◆ Seitenauszug ◆
■ ■ ■
Kaum thematisiert wurde in Deutschland die Reaktion der marokkanischen Presse. Diese verurteilte die Täter aufs Schärfste und forderte deren Bestrafung. Eine ganze Reihe von Artikeln der unabhängigen Nachrichten-Seite Yabiladi berichtete geradeheraus: „In der Nacht des 31. Dezember haben junge Marokkaner und Algerier in Köln hunderte Frauen angegriffen. Der Polizei wurden Taschendiebstähle, sexuelle Übergriffe und eine Vergewaltigung gemeldet.“

Die Presse verfolgte auch die Fahndung nach den Tatverdächtigen, Festnahmen und anschließende Gerichtsprozesse. Doch auch den Sorgen der marokkanischen Community in Deutschland wurde hier Rechnung getragen. So thematisierte Yabiladi die drastischen Verschärfungen der Polizeikontrollen, mit denen sich Marokkaner:innen in Deutschland alsbald konfrontiert sahen.

Ergebnis: In den folgenden Monaten bekam die gesamte marokkanische Community die schwerwiegenden Folgen der Kölner Silvesternacht zu spüren. Besonders hart traf es jedoch Marokkaner:innen, die in Illegalität oder als Asylsuchende in Deutschland lebten. Tausende von ihnen waren über dieselben Migrationsrouten ins Land gekommen wie auch syrische Geflüchtete.

Nun wurden sie Opfer einer regelrechten Verleumdungskampagne. Zunehmend war die Rede von bilateralen Abkommen zwischen Deutschland und Marokko, die sie zur unfreiwilligen Rückkehr zwingen sollten.

Die Verhandlungen zwischen den beiden Ländern wurden ausführlich in den deutschen und marokkanischen Medien debattiert. So zum Beispiel die königliche Entsendung des damaligen marokkanischen Innenministers, Mohamed Hassad, der über die Rückführung abgelehnter marokkanischer Asylbewerber:innen verhandeln sollte.

„Ich will nur, dass uns Marokko in Ruhe lässt.“

Rasch wurden Stimmen junger Marokkaner:innen laut, die dagegen protestierten, dass sich der marokkanische Staat in ihre Angelegenheiten einmischte. Zahlreiche junge Asylsuchende und Illegalisierte verbreiteten Videobotschaften im Internet, insbesondere auf Youtube. Darin forderten sie den marokkanischen Staat und den König des Landes auf, nicht auf das deutsche Ansinnen einzugehen.
■ ■ ■
(Punktbasierte Annotationsdaten)
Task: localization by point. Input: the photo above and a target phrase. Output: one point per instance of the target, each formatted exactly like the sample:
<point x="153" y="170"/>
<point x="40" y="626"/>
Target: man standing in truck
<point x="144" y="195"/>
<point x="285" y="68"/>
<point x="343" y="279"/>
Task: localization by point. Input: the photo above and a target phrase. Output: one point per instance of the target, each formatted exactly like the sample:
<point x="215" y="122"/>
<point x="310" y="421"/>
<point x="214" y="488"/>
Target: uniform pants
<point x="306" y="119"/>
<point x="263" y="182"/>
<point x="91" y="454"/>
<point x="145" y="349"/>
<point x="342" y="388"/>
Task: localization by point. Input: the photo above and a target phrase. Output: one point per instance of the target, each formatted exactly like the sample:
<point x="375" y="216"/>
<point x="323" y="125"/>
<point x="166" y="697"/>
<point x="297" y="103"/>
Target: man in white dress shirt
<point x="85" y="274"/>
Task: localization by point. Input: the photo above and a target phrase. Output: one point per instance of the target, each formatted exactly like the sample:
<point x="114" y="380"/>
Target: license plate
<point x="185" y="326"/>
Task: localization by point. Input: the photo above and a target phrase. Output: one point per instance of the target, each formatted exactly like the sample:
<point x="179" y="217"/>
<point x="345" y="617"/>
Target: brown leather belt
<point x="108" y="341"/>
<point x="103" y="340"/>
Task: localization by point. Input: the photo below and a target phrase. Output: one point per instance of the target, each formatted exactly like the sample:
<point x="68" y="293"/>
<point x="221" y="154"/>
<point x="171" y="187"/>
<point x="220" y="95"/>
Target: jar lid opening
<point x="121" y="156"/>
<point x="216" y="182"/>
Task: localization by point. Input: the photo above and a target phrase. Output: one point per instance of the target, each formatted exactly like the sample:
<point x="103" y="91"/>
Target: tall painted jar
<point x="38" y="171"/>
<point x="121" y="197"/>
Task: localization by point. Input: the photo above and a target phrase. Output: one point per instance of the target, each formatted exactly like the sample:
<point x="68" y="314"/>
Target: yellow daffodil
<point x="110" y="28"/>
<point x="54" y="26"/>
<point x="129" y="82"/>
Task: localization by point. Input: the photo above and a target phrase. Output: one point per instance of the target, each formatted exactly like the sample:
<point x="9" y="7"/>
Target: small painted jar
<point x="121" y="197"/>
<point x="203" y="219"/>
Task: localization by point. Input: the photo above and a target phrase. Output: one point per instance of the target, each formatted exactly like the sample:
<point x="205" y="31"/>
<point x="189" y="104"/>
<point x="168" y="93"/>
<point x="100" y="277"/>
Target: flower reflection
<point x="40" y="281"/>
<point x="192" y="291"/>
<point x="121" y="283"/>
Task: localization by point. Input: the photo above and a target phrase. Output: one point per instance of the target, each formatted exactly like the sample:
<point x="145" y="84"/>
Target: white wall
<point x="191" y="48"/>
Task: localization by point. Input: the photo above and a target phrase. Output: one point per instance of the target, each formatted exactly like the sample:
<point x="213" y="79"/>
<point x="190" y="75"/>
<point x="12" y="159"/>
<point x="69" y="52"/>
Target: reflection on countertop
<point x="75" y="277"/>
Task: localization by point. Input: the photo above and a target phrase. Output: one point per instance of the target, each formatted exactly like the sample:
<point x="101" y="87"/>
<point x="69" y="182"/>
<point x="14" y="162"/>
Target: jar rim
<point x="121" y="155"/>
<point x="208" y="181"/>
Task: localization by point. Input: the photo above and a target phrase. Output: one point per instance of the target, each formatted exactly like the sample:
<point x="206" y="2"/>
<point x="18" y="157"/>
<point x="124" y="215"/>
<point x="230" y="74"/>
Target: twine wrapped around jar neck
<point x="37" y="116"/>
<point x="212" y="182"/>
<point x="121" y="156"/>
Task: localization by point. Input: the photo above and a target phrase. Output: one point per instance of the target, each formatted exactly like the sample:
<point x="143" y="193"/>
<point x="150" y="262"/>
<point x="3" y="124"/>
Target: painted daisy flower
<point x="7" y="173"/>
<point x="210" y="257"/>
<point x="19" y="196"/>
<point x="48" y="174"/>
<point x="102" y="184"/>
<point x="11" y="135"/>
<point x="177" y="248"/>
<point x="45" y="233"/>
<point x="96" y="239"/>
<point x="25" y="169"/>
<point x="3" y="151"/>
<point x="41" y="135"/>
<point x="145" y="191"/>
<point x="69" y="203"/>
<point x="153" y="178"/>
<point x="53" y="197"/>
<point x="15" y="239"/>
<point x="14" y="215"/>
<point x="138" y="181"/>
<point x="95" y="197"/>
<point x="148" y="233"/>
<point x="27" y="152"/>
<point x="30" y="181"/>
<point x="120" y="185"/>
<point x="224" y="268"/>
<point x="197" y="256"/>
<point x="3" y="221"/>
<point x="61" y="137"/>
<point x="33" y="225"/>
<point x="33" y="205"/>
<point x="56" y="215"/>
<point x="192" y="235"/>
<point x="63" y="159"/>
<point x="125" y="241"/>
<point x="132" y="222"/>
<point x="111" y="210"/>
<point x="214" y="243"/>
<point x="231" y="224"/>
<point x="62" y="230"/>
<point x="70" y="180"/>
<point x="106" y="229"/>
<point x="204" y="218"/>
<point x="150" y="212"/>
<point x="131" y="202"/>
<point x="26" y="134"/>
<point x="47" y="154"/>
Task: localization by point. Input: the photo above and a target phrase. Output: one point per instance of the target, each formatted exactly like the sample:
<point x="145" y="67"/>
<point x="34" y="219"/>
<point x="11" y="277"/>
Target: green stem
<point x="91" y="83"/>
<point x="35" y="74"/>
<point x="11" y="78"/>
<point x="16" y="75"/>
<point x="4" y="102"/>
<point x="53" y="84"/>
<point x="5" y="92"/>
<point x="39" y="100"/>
■ ■ ■
Führe den Auszug über die Folgen der Kölner Silvesternacht für Marokkaner:innen im Anschluss an seinen letzten Satz fort. Die Einträge stammen aus einer anderen Quelle als der Seitenauszug.

Wir bitten den marokkanischen Staat um nichts. Ich bin 33 und habe noch nie in meinem Leben arbeiten können. Ich will nur, dass sie uns in Frieden lassen. Ich liebe mein Land, aber ich möchte meine Zukunft hier gestalten.“, wiederholt einer der jungen Leute in einem der Videos.

Ich bin 250 km zu Fuß gegangen. Auf diesem Weg sind junge Marokkaner:innen gestorben, vor allem in Mazedonien. Nach all den Opfern, die ich gebracht habe, werde ich nicht nach Marokko zurückgehen. Ich will nur, dass uns Marokko in Ruhe lässt. Wir wollen nicht wieder abgeschoben werden.“  Und sie alle betonen immer wieder: „Wir sind gegen Belästigung und gegen Rassismus.

In den ersten Wochen des Jahres 2016 tauchten immer mehr dieser Video-Botschaften in den sozialen Medien auf. Ihre Urheber:innen empörten sich über das Verhalten des Königs und der marokkanischen Behörden und forderten diese auf, sich aus ihren Angelegenheiten herauszuhalten. Die Aufnahmen erinnern an andere Videos, die junge Marokkaner:innen nach einem gelungenen Grenzübertritt aus Spanien oder Italien posten.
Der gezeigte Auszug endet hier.